Exercise aim:
Copy the records starting with the line containing "of the rough" and going on through the end of the records, but swap "Target" for "Label" and keep everything else the same. Leave out the pictures.

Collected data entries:
===

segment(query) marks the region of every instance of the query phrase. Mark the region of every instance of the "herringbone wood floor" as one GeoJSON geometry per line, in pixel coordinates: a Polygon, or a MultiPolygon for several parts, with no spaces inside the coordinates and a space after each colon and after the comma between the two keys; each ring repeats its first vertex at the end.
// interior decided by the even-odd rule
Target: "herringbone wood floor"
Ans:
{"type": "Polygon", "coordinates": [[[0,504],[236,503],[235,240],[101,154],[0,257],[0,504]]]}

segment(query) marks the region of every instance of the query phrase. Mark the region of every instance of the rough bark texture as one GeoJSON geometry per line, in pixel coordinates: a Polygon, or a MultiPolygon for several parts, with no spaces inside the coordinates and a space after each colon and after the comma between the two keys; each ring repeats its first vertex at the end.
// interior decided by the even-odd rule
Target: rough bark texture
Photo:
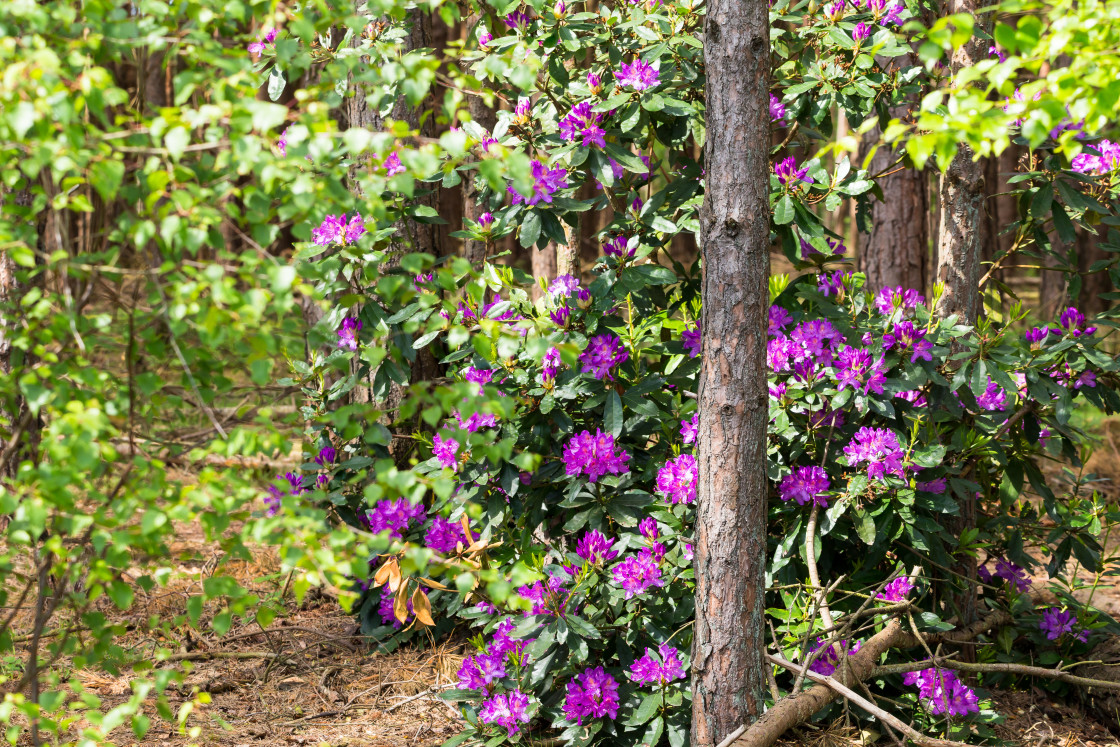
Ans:
{"type": "MultiPolygon", "coordinates": [[[[977,0],[951,0],[950,12],[976,13],[977,0]]],[[[988,43],[973,37],[953,54],[952,71],[980,62],[987,55],[988,43]]],[[[952,162],[941,175],[941,227],[937,231],[937,267],[935,280],[945,283],[939,310],[958,315],[972,324],[980,314],[980,242],[983,218],[983,168],[973,158],[972,149],[961,143],[952,162]]]]}
{"type": "MultiPolygon", "coordinates": [[[[871,137],[878,140],[878,128],[871,137]]],[[[872,174],[884,171],[896,159],[889,149],[879,148],[871,159],[870,170],[872,174]]],[[[884,177],[879,184],[887,202],[875,203],[871,207],[874,227],[859,248],[859,269],[867,276],[868,290],[902,286],[924,293],[930,267],[926,175],[904,168],[884,177]]]]}
{"type": "MultiPolygon", "coordinates": [[[[469,37],[474,37],[478,20],[478,15],[473,15],[467,20],[467,35],[469,37]]],[[[470,119],[480,128],[487,132],[494,131],[494,125],[497,124],[497,113],[492,106],[486,105],[482,96],[467,96],[467,111],[470,112],[470,119]]],[[[486,206],[479,202],[482,196],[483,190],[477,188],[475,179],[467,179],[463,189],[463,213],[472,221],[477,221],[478,216],[486,212],[486,206]]],[[[482,264],[482,261],[486,259],[486,242],[470,239],[465,240],[463,242],[463,255],[472,264],[482,264]]]]}
{"type": "Polygon", "coordinates": [[[712,0],[700,371],[692,745],[762,716],[766,564],[764,372],[769,277],[769,35],[762,0],[712,0]]]}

===

Result of the exercise:
segment(query) marks the region of every instance of the query phrase. Mark the region of every instance of the rough bark texture as one GeoJSON geometry per line, in pixel coordinates: a Polygon, or a MultiPolygon for several parts, with no spaces inside the coordinates and a space after each colon and after the comma between the two keys; each ring repeats its first vertex at the end.
// interior decided by the even-odd rule
Label: rough bark texture
Photo:
Ans:
{"type": "MultiPolygon", "coordinates": [[[[977,0],[951,0],[950,12],[976,13],[977,0]]],[[[988,43],[973,37],[953,54],[952,71],[980,62],[987,55],[988,43]]],[[[952,162],[941,175],[941,227],[937,231],[937,267],[935,280],[945,283],[939,310],[958,315],[972,324],[980,314],[980,242],[983,218],[983,168],[973,158],[972,149],[961,143],[952,162]]]]}
{"type": "MultiPolygon", "coordinates": [[[[871,137],[878,140],[878,128],[871,137]]],[[[872,174],[884,171],[896,159],[889,149],[879,148],[871,159],[870,170],[872,174]]],[[[884,177],[879,184],[887,202],[875,203],[871,207],[874,227],[859,248],[859,269],[867,276],[868,290],[902,286],[924,293],[930,267],[926,175],[904,168],[884,177]]]]}
{"type": "MultiPolygon", "coordinates": [[[[469,37],[474,37],[478,20],[478,15],[473,15],[467,20],[467,35],[469,37]]],[[[470,119],[480,128],[487,132],[494,131],[494,125],[497,124],[497,113],[492,106],[486,105],[482,96],[467,96],[467,111],[470,112],[470,119]]],[[[486,206],[479,202],[482,196],[483,190],[477,188],[475,179],[467,179],[463,189],[463,213],[472,221],[477,221],[478,216],[486,212],[486,206]]],[[[482,264],[482,261],[486,259],[486,242],[470,239],[465,240],[463,242],[463,255],[472,264],[482,264]]]]}
{"type": "Polygon", "coordinates": [[[712,0],[700,371],[692,745],[762,716],[766,564],[764,372],[769,277],[769,35],[762,0],[712,0]]]}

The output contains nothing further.